- **The task**
Copy out the stretch of the listing that opens with the line containing "My team needs the bounding box for the street" and closes with the line containing "[0, 157, 300, 223]", both ends included, keeping every request, and multiply each bounding-box coordinate in the answers by 2.4, rounding to whole numbers with halves rounded up. Leave the pictures out.

- **Recorded data**

-- start --

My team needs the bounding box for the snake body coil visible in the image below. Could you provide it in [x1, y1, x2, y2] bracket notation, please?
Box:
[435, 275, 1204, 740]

-- end --
-- start --

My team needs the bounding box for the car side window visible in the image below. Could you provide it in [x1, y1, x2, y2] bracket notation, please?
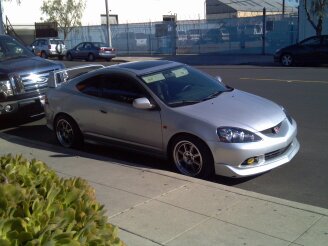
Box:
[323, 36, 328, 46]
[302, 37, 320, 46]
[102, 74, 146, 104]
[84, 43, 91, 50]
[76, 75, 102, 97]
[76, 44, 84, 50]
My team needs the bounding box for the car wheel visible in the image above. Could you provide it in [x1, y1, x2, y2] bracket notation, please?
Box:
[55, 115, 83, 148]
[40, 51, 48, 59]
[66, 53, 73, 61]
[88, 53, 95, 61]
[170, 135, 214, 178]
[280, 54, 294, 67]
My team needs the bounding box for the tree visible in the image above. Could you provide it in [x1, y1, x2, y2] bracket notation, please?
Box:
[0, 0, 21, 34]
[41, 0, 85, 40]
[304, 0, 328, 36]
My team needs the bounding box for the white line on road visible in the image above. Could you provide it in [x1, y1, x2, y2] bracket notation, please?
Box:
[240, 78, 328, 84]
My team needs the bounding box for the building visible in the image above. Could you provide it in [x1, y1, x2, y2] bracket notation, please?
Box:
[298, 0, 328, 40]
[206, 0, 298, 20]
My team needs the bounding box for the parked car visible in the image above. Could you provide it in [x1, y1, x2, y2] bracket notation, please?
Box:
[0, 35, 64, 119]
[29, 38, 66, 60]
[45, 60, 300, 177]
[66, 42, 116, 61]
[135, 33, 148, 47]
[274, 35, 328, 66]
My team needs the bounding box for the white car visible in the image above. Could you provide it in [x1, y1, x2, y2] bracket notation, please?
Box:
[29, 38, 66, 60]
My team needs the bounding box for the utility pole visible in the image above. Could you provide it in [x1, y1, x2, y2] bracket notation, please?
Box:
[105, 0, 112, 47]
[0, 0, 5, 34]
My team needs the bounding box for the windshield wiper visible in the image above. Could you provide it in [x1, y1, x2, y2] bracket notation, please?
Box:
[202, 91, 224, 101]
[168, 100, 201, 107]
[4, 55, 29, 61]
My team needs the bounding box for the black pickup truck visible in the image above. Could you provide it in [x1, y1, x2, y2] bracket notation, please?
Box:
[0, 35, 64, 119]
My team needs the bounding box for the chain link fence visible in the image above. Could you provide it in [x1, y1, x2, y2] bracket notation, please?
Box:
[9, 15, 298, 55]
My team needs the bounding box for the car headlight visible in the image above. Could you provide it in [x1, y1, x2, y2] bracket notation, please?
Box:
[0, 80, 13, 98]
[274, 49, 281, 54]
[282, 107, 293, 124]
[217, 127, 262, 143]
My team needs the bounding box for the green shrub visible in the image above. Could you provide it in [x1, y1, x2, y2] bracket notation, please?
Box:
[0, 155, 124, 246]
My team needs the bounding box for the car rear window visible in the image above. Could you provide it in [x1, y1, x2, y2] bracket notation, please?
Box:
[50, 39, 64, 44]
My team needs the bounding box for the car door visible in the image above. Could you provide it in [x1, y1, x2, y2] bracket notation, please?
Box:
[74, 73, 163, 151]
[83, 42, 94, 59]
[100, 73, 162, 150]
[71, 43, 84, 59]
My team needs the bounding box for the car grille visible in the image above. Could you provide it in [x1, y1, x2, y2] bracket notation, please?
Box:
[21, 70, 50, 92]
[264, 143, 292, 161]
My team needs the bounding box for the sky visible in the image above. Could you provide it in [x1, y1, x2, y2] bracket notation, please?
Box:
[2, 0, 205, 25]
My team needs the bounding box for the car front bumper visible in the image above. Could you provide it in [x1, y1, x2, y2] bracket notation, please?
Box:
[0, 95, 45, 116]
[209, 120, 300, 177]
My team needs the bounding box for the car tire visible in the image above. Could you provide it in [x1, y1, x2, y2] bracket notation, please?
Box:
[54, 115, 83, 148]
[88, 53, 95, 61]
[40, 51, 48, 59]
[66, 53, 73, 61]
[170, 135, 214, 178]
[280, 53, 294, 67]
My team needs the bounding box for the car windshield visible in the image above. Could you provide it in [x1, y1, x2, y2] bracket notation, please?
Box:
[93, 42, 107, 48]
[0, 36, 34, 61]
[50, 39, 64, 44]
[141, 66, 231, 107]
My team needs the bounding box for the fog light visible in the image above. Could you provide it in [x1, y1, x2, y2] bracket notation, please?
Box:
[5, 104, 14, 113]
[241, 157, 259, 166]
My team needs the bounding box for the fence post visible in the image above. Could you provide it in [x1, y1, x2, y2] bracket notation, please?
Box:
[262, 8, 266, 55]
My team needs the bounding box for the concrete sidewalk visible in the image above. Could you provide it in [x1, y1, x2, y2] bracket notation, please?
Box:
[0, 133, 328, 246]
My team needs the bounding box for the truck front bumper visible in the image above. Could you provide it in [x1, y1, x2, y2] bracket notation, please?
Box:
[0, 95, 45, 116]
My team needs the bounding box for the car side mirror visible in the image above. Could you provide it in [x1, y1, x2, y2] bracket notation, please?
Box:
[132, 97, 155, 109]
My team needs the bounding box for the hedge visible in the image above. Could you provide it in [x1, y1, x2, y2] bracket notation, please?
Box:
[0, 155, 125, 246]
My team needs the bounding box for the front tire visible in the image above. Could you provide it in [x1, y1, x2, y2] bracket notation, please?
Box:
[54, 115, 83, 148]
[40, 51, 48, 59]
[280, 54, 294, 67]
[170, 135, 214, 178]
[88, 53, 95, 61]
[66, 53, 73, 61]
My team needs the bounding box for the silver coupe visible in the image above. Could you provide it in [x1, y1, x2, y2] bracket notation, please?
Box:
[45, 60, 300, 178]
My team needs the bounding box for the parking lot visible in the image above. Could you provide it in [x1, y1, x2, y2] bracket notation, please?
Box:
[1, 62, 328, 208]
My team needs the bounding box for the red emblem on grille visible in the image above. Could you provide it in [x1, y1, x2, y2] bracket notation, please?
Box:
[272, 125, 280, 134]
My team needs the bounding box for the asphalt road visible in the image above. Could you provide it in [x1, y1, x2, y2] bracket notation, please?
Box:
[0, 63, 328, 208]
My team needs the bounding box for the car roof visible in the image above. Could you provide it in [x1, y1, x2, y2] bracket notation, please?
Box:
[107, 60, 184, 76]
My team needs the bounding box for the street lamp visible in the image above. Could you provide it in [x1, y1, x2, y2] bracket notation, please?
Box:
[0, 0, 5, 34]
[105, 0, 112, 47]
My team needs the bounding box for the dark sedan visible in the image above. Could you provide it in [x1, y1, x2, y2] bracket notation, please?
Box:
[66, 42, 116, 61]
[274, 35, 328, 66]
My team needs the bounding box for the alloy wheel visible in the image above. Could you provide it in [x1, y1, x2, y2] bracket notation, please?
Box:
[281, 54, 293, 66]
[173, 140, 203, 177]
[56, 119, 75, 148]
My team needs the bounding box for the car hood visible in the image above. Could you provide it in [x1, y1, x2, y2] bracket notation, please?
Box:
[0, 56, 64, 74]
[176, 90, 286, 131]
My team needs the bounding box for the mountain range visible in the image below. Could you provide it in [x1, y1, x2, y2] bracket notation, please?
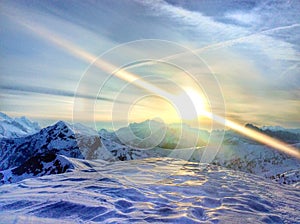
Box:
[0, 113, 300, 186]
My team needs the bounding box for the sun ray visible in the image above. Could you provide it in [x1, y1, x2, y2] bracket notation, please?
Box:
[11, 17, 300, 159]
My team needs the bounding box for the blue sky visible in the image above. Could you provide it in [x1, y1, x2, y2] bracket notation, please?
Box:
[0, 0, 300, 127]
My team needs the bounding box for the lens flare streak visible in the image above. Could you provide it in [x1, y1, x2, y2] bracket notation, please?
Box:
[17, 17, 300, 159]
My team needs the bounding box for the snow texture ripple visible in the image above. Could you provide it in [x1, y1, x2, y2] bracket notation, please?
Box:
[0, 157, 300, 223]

-- end --
-- start --

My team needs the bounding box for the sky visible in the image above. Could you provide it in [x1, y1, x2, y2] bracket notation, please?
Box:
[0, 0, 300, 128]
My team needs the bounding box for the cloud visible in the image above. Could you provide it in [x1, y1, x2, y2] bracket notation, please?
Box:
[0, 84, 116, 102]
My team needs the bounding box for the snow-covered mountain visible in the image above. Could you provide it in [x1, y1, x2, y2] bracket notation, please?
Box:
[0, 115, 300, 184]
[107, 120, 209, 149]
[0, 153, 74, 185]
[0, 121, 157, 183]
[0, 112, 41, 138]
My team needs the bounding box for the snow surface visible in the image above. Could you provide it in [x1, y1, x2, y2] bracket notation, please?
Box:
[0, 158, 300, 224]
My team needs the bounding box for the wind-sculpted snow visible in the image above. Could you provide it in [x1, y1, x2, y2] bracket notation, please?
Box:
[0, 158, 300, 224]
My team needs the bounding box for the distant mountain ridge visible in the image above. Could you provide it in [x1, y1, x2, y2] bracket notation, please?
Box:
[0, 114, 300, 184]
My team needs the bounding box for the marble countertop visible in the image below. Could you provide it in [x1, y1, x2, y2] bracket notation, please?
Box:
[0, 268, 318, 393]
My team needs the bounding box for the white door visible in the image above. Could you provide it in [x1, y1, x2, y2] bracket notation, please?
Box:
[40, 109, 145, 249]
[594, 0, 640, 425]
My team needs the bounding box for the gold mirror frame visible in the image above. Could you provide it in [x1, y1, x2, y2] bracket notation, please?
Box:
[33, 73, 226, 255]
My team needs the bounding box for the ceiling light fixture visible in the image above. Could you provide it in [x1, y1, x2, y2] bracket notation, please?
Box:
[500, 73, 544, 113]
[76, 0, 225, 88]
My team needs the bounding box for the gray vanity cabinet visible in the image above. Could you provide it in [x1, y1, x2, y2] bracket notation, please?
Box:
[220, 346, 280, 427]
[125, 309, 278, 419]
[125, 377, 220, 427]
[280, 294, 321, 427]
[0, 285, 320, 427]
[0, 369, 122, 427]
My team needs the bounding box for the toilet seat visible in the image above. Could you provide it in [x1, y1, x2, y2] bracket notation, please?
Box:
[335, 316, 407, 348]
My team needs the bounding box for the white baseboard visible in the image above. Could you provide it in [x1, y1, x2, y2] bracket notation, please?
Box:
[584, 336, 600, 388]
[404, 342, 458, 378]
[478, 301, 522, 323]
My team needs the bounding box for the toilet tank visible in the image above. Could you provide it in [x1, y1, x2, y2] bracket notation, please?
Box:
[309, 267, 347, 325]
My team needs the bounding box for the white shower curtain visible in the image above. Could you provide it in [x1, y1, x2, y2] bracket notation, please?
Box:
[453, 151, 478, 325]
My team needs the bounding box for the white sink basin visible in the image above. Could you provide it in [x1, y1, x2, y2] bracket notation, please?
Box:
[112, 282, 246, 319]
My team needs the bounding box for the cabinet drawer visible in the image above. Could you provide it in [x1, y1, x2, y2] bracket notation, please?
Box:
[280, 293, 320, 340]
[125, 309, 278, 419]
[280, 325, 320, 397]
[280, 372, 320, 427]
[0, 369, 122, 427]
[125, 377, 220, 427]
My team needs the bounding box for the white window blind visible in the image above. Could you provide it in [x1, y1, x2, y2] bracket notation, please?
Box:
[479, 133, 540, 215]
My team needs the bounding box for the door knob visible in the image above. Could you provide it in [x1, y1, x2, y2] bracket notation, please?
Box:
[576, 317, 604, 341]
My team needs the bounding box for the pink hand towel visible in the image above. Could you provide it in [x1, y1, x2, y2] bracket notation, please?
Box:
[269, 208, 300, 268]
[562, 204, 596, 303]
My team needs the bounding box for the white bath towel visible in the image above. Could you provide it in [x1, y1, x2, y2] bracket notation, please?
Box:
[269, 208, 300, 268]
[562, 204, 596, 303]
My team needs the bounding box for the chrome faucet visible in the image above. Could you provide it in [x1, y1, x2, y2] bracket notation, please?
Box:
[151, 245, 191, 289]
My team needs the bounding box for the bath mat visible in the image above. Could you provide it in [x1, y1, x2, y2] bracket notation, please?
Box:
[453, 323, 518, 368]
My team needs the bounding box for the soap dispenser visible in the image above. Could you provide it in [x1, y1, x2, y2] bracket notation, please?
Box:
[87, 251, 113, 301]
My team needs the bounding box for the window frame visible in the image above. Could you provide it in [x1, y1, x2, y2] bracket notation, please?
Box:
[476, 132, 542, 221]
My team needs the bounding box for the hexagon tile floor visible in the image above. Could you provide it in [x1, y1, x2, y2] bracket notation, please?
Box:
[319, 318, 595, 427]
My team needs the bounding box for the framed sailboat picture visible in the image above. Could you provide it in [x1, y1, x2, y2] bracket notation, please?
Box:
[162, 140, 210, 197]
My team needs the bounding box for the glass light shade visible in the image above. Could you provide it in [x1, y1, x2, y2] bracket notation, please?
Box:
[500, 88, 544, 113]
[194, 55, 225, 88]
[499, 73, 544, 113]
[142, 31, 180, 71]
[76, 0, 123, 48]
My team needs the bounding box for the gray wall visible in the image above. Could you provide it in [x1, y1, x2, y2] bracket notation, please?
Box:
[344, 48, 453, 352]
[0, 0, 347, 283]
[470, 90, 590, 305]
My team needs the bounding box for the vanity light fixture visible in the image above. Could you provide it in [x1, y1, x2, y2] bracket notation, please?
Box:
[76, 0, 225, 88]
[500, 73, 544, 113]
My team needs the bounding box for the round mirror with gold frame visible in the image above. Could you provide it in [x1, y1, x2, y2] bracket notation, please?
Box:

-- end --

- **The response**
My team needs the bounding box for the street lamp visible in the image above. Could you provide it in [x1, y1, x2, y2] bracket notation, please?
Box:
[0, 0, 12, 82]
[252, 0, 269, 113]
My team needs the bounding box for the dark sedan visible in the image above. Could you provide it in [x1, y1, x2, y2] bracket notation, please?
Box:
[158, 101, 278, 146]
[658, 84, 787, 158]
My team needs the bounding box for the alloy wheel visible in the image above. Could you provide it in [x1, y1, x2, y2] bracket notation, please?
Box:
[674, 130, 703, 158]
[415, 336, 487, 425]
[134, 286, 180, 355]
My team needs the bounding box for the car hood visible in the image above. Could you provide it in [x1, y1, x2, y2] bracket notation, please?
Box:
[0, 134, 154, 178]
[422, 216, 686, 314]
My team needs the bounding box for the mountain range visible in the image below. Could you provide it in [x1, y1, x2, y2] bracket notation, please?
Box:
[0, 271, 720, 446]
My team needs the bounding box for the sun ray visible in the image above. Could you provide it in [x1, y1, x2, y2] bracket notation, please?
Box:
[26, 41, 720, 382]
My team needs the bounding box for the blue sky visible in the image above. Could you provide it in [x1, y1, x2, y2] bracket notation, please?
Box:
[0, 0, 720, 305]
My team needs the bounding box for the lens flare streak visible in the image above. Could you provide it in [x1, y1, x2, y2] bracket notation, please?
Box:
[41, 41, 720, 382]
My team needs the bounding box for the snow texture ripple visible in the image above. Could you provide it in [x1, y1, x2, y2] bracket notation, please?
Box:
[0, 377, 720, 535]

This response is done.